---------- Provided information
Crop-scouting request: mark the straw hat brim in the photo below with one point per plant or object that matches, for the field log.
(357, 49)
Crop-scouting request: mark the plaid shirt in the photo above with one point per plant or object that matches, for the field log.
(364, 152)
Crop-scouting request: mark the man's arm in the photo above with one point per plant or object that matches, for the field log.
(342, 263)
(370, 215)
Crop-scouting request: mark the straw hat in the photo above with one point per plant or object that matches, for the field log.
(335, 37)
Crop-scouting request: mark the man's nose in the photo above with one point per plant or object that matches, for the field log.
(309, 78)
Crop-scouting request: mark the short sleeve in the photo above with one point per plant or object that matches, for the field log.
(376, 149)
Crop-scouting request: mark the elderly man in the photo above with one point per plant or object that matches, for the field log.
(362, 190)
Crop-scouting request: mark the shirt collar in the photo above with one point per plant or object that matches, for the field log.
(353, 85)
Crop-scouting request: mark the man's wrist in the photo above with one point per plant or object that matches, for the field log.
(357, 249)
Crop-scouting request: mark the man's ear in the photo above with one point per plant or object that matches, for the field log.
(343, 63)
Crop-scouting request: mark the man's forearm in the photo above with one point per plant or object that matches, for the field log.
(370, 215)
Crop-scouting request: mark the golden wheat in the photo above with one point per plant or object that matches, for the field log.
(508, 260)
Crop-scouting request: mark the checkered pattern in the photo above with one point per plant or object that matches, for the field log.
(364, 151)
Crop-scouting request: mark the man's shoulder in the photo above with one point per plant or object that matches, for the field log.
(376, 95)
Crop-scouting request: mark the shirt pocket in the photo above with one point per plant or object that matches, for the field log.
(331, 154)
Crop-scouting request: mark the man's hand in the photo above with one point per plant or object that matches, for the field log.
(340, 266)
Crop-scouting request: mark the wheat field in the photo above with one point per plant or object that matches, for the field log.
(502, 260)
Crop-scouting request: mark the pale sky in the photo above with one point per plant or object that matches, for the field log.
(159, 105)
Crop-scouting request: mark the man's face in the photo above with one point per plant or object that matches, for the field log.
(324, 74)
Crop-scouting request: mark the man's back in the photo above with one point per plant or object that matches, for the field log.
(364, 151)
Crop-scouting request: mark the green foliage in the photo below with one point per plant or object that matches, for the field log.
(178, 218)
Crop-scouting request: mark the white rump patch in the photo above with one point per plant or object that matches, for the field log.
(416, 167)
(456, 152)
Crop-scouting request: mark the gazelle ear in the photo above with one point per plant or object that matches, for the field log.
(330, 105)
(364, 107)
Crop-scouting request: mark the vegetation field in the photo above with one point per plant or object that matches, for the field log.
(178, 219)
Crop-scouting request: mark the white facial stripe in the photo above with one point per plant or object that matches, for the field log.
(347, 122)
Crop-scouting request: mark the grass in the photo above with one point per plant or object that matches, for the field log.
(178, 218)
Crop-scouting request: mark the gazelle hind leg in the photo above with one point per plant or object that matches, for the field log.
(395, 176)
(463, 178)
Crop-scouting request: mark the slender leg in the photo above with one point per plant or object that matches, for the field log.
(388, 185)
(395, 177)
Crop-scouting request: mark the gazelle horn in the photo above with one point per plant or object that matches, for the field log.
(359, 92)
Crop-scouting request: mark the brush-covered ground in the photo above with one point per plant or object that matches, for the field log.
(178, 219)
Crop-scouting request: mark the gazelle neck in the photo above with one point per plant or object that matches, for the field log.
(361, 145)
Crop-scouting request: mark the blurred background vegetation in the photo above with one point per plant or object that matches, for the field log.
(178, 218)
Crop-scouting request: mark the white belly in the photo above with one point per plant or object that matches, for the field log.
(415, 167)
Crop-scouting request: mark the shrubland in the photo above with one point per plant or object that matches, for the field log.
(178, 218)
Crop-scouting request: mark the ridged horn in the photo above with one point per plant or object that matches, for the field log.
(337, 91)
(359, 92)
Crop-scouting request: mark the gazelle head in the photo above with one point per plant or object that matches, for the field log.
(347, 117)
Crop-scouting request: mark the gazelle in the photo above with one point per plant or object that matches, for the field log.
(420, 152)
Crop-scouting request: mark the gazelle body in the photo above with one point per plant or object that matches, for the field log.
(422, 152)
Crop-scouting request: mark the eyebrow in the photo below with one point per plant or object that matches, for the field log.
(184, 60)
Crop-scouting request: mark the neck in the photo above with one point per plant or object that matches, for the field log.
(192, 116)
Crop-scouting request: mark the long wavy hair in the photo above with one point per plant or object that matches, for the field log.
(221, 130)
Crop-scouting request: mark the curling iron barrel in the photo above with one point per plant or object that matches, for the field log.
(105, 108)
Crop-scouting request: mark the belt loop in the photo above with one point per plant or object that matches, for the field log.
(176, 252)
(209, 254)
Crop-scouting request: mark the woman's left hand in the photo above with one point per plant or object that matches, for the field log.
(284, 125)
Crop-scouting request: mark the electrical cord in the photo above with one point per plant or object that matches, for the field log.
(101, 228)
--------------------
● Problem details
Your task is to return the full listing exactly as it was given.

● Solution below
Crop-scouting request: mark the straw hat brim in the photo below with one point per plant or object that matches, for the field log.
(357, 49)
Crop-scouting request: mark the plaid shirt in the photo above with one point per plant or object that matches, for the field log.
(364, 152)
Crop-scouting request: mark the man's arm in the photo above with one point per plant or object that matches, for the field log.
(342, 263)
(370, 215)
Crop-scouting request: mark the straw hat in the photo above with one point per plant or object that matches, for the field log.
(335, 37)
Crop-scouting request: mark the man's nose in the photo above with one point per plant or object that matches, for the field log.
(309, 78)
Crop-scouting request: mark the short sleeve in the photo above with one point per plant or object that matches, for the field log.
(376, 149)
Crop-scouting request: mark the elderly man in the photo above with one point per plant or object that matches, for the field log.
(362, 190)
Crop-scouting request: mark the shirt collar in the photo above with one point per plant or object that matches, for the field log.
(353, 85)
Crop-scouting request: mark the man's wrist in the photo above with one point per plant or object that matches, for the field log.
(357, 249)
Crop-scouting request: mark the man's ear in the photo above with one point per plant or object that matches, for the field log.
(343, 63)
Crop-scouting request: mark the man's forearm in the photo above with one point per plant or object that matches, for the field log.
(370, 215)
Crop-scouting request: mark the golden wheat in the photo above with one point per plant or object that matches, for the field log.
(508, 260)
Crop-scouting request: mark the checkered pattern in the photo above with one point per plant or object that matches, for the field log.
(364, 151)
Crop-scouting request: mark the man's shoulder in the photo above with one point per plant or object that matches, for the field log.
(376, 95)
Crop-scouting request: mark the shirt pocket in the photo above with one point per plant or object that matches, for the field log.
(331, 154)
Crop-scouting request: mark the man's hand in the photo above with one point per plant or object that matches, for the field log.
(340, 266)
Crop-scouting request: mark the wheat field in the photo above with one point per plant or object that matches, for the field log.
(502, 260)
Crop-scouting request: mark the pale sky in the photo above with one point per plant or object that matches, for the field log.
(159, 105)
Crop-scouting request: mark the man's face in the photo above with one point per plant or object that matches, for the field log.
(324, 74)
Crop-scouting request: mark the man's back in the photo above with one point per plant or object that matches, for the field log.
(364, 151)
Crop-scouting request: mark the green foliage in the photo below with one point per plant or object that matches, for the field log.
(178, 218)
Crop-scouting request: mark the white rump patch in the photo above with one point per plant or object that matches, for the field log.
(416, 167)
(456, 152)
Crop-scouting request: mark the gazelle ear in the photo above with one point per plant or object that matches, for the field log.
(330, 105)
(364, 107)
Crop-scouting request: mark the vegetation field in the photo above with one point per plant or object that matches, for the field log.
(178, 219)
Crop-scouting request: mark the white facial stripe in the photo above with one point per plant or object that matches, for the field log.
(347, 122)
Crop-scouting request: mark the grass in the photo above with one point per plant or object that matches, for the field log.
(178, 218)
Crop-scouting request: mark the gazelle hind leg in the photo above with one point per plant or object that matches, for the field log.
(395, 176)
(463, 178)
Crop-scouting request: mark the slender leg in the photo above with one point per plant or object that matches, for the field log.
(388, 185)
(395, 177)
Crop-scouting request: mark the gazelle horn in the photo above with one point per plant or object that matches, for the field log.
(359, 92)
Crop-scouting request: mark the brush-covered ground in the photo above with one point per plant or object that matches, for the field log.
(178, 219)
Crop-scouting request: mark the gazelle neck in the photo above with one point per plant or object that matches, for the field log.
(361, 145)
Crop-scouting request: mark the blurred background vegetation in the photo above with one point per plant or object that matches, for the field log.
(178, 218)
Crop-scouting request: mark the white belly in the photo above with one point per plant or object that matches, for the field log.
(415, 167)
Crop-scouting request: mark the shrubland in the photo above with one point per plant or object that matches, for the field log.
(178, 218)
Crop-scouting request: mark the ridged horn in the photo above with one point per plant or object that matches, for the field log.
(337, 91)
(359, 92)
Crop-scouting request: mark the gazelle head in the photo above with one point per plant or object that matches, for the field log.
(347, 117)
Crop-scouting request: mark the gazelle in the photo above with one point per plant or object that matches, for the field log.
(420, 152)
Crop-scouting request: mark the gazelle body in the photo above with one point per plant or object that matches, for the field log.
(422, 152)
Crop-scouting request: mark the eyebrow in the photo below with one point per plant or object that matches, for the field log.
(184, 60)
Crop-scouting request: mark the neck in the photo above with one point per plant or object that matches, for the field log.
(192, 116)
Crop-scouting request: mark the long wavy hair in the photo above with one point per plant or object that matches, for the field log.
(221, 130)
Crop-scouting request: mark the curling iron barrel in the photo above with one point per plant or object that matches, for the field log.
(105, 108)
Crop-scouting request: mark the belt loop in the photo above with one point per plant or object that matches, for the field log.
(176, 252)
(209, 254)
Crop-scouting request: mark the woman's left hand in the photo above with one point per plant or object that matches, for the field log.
(284, 125)
Crop-scouting request: mark the electrical cord in the photo above with one point per plant or object that matches, for the field log.
(101, 228)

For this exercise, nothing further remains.